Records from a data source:
[Start of section]

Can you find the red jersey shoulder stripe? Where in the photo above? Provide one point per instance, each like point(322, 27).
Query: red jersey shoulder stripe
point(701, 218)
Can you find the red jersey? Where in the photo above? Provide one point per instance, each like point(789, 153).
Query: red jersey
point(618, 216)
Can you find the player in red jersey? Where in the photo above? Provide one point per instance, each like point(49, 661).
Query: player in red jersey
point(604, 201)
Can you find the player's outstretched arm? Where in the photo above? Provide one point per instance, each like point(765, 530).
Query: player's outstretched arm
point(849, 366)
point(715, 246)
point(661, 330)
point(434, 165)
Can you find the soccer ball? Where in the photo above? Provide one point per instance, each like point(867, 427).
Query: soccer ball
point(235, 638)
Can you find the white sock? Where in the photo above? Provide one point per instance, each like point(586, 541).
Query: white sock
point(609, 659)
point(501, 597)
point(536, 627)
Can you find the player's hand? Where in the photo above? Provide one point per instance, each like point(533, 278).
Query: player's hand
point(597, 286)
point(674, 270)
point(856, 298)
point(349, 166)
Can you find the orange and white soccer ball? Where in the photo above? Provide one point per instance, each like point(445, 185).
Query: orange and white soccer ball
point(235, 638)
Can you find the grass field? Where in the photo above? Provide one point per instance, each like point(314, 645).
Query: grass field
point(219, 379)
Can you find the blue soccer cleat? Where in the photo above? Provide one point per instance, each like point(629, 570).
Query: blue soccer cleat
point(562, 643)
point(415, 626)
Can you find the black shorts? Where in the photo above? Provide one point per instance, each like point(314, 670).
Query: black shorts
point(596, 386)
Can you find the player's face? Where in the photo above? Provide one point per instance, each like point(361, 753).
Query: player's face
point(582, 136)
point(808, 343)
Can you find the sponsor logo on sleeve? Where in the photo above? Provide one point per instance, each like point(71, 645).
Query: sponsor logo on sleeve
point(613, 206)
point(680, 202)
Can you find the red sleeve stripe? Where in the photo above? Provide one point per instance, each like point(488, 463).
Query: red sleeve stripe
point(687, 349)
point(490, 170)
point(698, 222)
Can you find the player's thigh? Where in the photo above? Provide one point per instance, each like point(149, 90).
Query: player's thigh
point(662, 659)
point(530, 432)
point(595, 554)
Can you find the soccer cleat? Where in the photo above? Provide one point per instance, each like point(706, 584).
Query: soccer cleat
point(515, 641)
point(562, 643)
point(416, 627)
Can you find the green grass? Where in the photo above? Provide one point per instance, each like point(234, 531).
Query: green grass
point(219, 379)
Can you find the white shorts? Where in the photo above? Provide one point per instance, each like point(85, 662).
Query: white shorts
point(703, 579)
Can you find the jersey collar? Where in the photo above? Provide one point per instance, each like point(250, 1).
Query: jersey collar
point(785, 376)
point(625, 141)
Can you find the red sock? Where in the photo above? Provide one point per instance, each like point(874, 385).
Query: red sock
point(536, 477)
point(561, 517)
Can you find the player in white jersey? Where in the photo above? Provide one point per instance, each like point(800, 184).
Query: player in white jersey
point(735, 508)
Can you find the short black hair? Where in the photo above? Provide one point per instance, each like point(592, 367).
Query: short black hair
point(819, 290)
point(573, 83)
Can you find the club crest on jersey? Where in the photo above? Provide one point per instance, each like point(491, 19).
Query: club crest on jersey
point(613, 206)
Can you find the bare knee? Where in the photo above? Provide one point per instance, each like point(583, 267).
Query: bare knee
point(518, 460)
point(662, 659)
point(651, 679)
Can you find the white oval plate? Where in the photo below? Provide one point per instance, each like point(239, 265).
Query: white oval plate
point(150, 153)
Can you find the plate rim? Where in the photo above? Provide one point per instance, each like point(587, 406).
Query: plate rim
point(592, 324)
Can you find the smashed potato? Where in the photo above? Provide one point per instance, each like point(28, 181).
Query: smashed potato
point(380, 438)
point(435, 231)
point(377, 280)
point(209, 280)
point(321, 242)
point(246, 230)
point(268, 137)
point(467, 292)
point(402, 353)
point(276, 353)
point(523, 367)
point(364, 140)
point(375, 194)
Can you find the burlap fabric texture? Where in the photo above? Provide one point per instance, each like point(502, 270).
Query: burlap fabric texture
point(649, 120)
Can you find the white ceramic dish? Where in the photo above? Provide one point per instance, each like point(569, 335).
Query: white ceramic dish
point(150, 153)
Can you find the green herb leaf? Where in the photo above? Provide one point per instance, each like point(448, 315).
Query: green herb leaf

[End of section]

◆ What this task involves ◆
When a line contains the string "leaf", copy it from the records.

◆ Answer to this task ◆
Can you find the green herb leaf? Where in the photo above? Provide one point per instance, each like point(448, 315).
Query: green herb leaf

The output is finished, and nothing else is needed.